▸ **GIVEN PASSAGE**
10:47 AM, 22nd July 2020, About 4 years ago

That is an excellent letter. Well done.

Elisabeth Beckett

11:08 AM, 22nd July 2020, About 4 years ago

Great letter. Let us know if you have a response.

Smartermind

11:15 AM, 22nd July 2020, About 4 years ago

Reply to the comment left by Alfington at 22/07/2020 - 10:47
Almost, would have been better without all the snide remarks in the brackets. Give the legitimate reasons for not taking a risk with housing benefit tenants without attacking everyone and everything - leave the secondary issues (eg the role of shelter, the flaws in the civil justice system etc) for another debate.

Ray Lancaster

11:17 AM, 22nd July 2020, About 4 years ago

Great letter. Spot on.

LPrince

11:41 AM, 22nd July 2020, About 4 years ago

Excellent letter. Thank you for speaking up.

David Nic

12:00 PM, 22nd July 2020, About 4 years ago

I dont expect you'll get a response. The story has finished and moved on to something else. As we know the media wants a good news story with a victim and the villain. Vilify the villain and it's no longer news. Whilst there is a generation who wont save for a deposit (but prefer to lease their cars and phones) seeing others buying houses and making a possible profit by renting them to the same generation then the perception of victim and villain will never change.

Beaver

12:00 PM, 22nd July 2020, About 4 years ago

I agree with this entirely. I don't take tenants unless they pay directly. As a landlord you don't have the powers to check whether your tenants are eligible to receive benefits. Others on this discussion forum have posted about how they do it and they have to go to a lot of extra work to reduce the risk. So from a business point of view housing benefit tenants are:

- higher cost
- higher workload
- higher risk
- higher insurance cost
- lower revenue

It wouldn't be so bad if it was the obligation of the LHA to ascertain whether the tenants were eligible to receive benefits or not and you could then enter into an agreement with them over what was paid and when, what maintenance had to take place and when etc.. As things stand at the moment it's present regulations that have made housing benefit tenants unattractive to house, not the PRS.

▸ **REQUESTS**
a: Set down the part of the forum comments on housing benefit tenants that begins at the words "Elisabeth Beckett" and stops after "for another debate.".
b: Take the forum comments on housing benefit tenants further, starting right after the last sentence shown.

▸ **DATA BLOCK**

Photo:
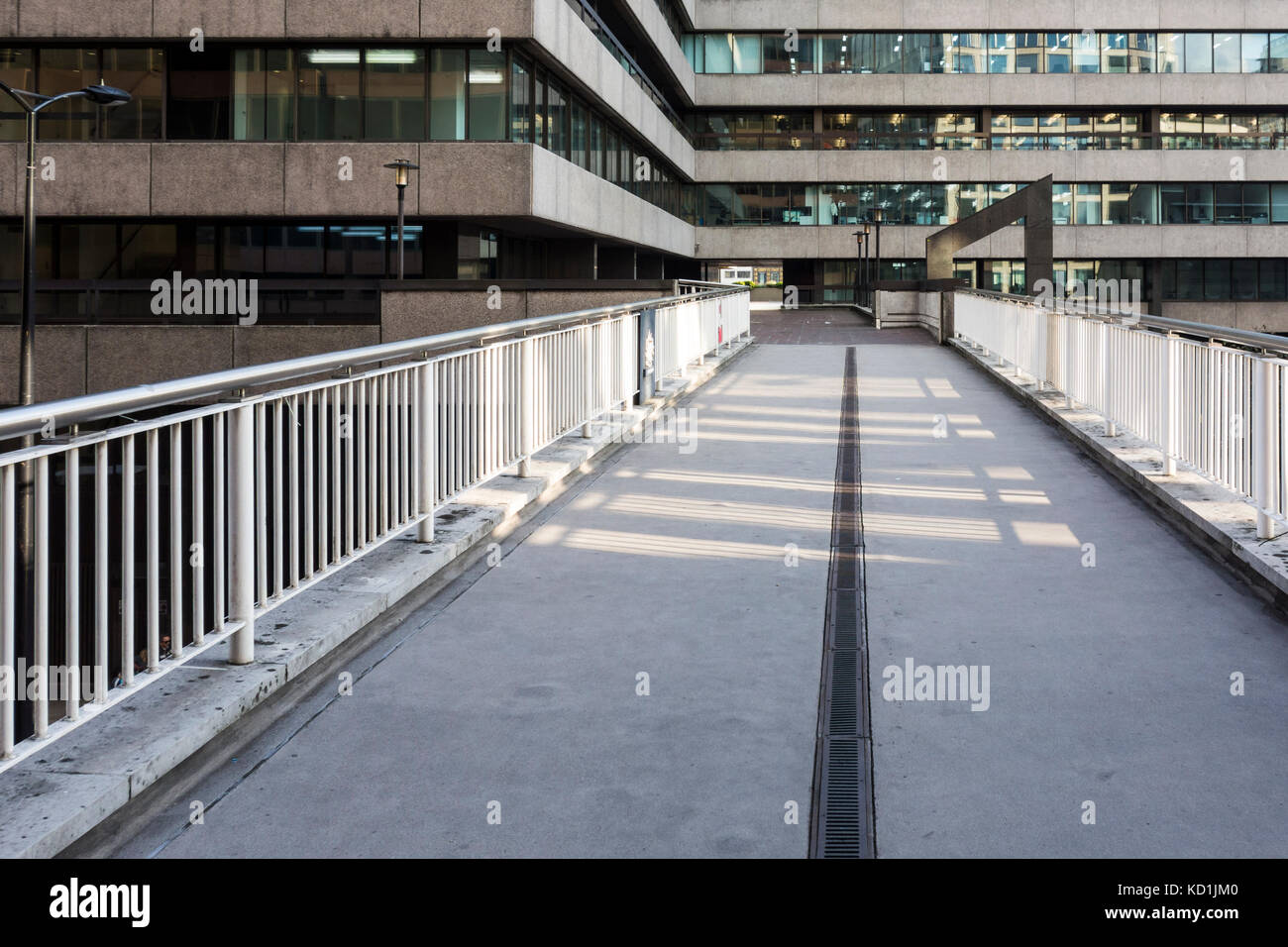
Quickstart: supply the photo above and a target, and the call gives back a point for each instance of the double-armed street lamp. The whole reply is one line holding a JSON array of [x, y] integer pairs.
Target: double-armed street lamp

▸ **EXERCISE RESPONSES**
a:
Elisabeth Beckett

11:08 AM, 22nd July 2020, About 4 years ago

Great letter. Let us know if you have a response.

Smartermind

11:15 AM, 22nd July 2020, About 4 years ago

Reply to the comment left by Alfington at 22/07/2020 - 10:47
Almost, would have been better without all the snide remarks in the brackets. Give the legitimate reasons for not taking a risk with housing benefit tenants without attacking everyone and everything - leave the secondary issues (eg the role of shelter, the flaws in the civil justice system etc) for another debate.

b:
John Cadger

13:26 PM, 22nd July 2020, About 4 years ago

Very well put Chris.

Gromit

14:20 PM, 22nd July 2020, About 4 years ago

Excellent commentary on a totally unbalance, nay biased, article, so typical of the BBC.
How hard was it to speak for them to a Landlord?

DALE ROBERTS

14:21 PM, 22nd July 2020, About 4 years ago

Reply to the comment left by Smartermind at 22/07/2020 - 11:15But the flaws in the justice system, the egregious
stance Shelter has taken and the various other points Chris has raised all have validity within his cogent arguments. They need saying - baldly, boldly and brashly time and time again.
Shelter continue to abuse their role by disseminating incorrect, if not deliberately so, rhetoric that alienates landlords and ensures we mistrust them. Personally I'm done with the indulgence this malignant organisation enjoys from both government and the public and I support any and every effort to expose them.
I'll add my appreciation to the other commentators who've already expressed theirs. Well done Chris.